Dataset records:
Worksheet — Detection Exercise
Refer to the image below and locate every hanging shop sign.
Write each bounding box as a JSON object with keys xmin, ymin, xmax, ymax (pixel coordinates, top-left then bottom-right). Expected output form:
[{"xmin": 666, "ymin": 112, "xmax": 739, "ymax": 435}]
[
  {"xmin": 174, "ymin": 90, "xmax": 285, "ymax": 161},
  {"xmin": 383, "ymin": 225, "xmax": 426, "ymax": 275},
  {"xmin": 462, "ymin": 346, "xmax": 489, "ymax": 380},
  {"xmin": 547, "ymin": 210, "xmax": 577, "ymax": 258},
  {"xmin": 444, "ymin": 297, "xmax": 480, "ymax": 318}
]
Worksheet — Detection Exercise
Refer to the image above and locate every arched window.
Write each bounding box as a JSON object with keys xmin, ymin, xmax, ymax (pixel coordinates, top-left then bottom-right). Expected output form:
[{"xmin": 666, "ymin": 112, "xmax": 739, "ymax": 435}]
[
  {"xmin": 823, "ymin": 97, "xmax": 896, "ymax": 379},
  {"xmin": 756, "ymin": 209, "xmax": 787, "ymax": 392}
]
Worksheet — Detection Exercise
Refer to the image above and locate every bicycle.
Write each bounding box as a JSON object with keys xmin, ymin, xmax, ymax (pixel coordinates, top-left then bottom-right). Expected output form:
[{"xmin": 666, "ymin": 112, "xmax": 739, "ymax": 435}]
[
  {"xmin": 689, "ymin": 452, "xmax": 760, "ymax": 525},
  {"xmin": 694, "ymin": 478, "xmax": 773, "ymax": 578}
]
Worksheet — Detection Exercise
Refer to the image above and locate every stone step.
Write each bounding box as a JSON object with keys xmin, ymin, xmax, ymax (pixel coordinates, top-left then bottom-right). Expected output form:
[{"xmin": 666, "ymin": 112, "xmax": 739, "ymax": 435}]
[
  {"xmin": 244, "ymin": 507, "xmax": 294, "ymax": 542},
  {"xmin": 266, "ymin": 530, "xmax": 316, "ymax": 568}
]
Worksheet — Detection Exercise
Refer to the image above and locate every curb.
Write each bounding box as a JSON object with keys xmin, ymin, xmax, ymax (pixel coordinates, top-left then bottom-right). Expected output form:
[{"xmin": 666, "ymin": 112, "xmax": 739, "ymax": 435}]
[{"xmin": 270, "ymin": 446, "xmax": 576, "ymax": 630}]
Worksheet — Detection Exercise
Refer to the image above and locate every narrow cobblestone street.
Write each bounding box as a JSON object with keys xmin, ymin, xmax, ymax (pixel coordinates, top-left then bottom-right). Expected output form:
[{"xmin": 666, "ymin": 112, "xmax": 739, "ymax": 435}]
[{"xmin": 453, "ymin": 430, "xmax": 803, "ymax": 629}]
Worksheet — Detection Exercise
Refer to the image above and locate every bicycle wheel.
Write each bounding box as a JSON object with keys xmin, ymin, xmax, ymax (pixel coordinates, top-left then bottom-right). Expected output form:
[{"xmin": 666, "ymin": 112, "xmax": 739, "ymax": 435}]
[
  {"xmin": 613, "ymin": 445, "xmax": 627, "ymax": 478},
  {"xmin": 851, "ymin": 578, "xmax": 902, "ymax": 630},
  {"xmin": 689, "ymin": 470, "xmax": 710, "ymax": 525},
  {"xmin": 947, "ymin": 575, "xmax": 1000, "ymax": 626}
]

## GIVEN EXERCISE
Write out the records shown above, exactly as they appear.

## THE COMPLETED TASK
Worksheet — Detection Exercise
Refer to the image below and locate every hanging shop sign.
Write each bounding box as a JSON object with keys xmin, ymin, xmax, ymax (pixel coordinates, top-left then bottom-right). Expected output form:
[{"xmin": 666, "ymin": 112, "xmax": 739, "ymax": 435}]
[
  {"xmin": 174, "ymin": 90, "xmax": 285, "ymax": 161},
  {"xmin": 383, "ymin": 225, "xmax": 426, "ymax": 275},
  {"xmin": 462, "ymin": 346, "xmax": 489, "ymax": 380},
  {"xmin": 547, "ymin": 210, "xmax": 577, "ymax": 258},
  {"xmin": 444, "ymin": 297, "xmax": 480, "ymax": 318}
]
Worksheet — Detection Exercise
Refer to the image above and locate every arched window.
Write each bounding box as a JSON object with keys xmin, ymin, xmax, ymax (pixel coordinates, top-left then bottom-right). Expected output form:
[{"xmin": 666, "ymin": 112, "xmax": 739, "ymax": 435}]
[
  {"xmin": 823, "ymin": 97, "xmax": 896, "ymax": 379},
  {"xmin": 756, "ymin": 209, "xmax": 787, "ymax": 392}
]
Worksheet — Detection Exercise
Refer to the image above and locate every bicycle.
Write each bounding box as a JSON object with keys xmin, ymin, xmax, ymax (pixel coordinates, top-left then bottom-right). Expected output form:
[{"xmin": 666, "ymin": 112, "xmax": 739, "ymax": 435}]
[
  {"xmin": 689, "ymin": 452, "xmax": 760, "ymax": 525},
  {"xmin": 694, "ymin": 478, "xmax": 773, "ymax": 578}
]
Worksheet — Detection Exercise
Refer to the image above and locate every stone step.
Write each bounding box as a JSON object with keys xmin, ymin, xmax, ymax (pixel coordinates, top-left then bottom-right). Expected output form:
[{"xmin": 666, "ymin": 112, "xmax": 739, "ymax": 435}]
[
  {"xmin": 244, "ymin": 507, "xmax": 294, "ymax": 542},
  {"xmin": 266, "ymin": 530, "xmax": 316, "ymax": 568}
]
Worksheet — Detection Exercise
Refer to the image above and locate every curb.
Write each bounding box as a JSON object with keys xmin, ymin, xmax, ymax (pixel coordinates, top-left then bottom-right). Expected output form:
[{"xmin": 666, "ymin": 112, "xmax": 739, "ymax": 435}]
[{"xmin": 270, "ymin": 446, "xmax": 576, "ymax": 630}]
Worksheet — Detection Exercise
Refer to the image above and locate every narrow cobblestone street.
Write each bounding box as a JSON object with keys xmin, ymin, xmax, ymax (pixel coordinates, top-left then bottom-right). Expected output form:
[{"xmin": 666, "ymin": 112, "xmax": 739, "ymax": 435}]
[{"xmin": 453, "ymin": 430, "xmax": 803, "ymax": 629}]
Worksheet — Detection Exercise
Refer to the image above and locate every bicycle wheel.
Write each bounding box as a JSON object with keys xmin, ymin, xmax, ymax (pixel coordinates, top-left then bottom-right). Expected output form:
[{"xmin": 666, "ymin": 112, "xmax": 739, "ymax": 435}]
[
  {"xmin": 613, "ymin": 445, "xmax": 627, "ymax": 478},
  {"xmin": 851, "ymin": 578, "xmax": 902, "ymax": 630},
  {"xmin": 689, "ymin": 470, "xmax": 710, "ymax": 525},
  {"xmin": 947, "ymin": 575, "xmax": 1000, "ymax": 626}
]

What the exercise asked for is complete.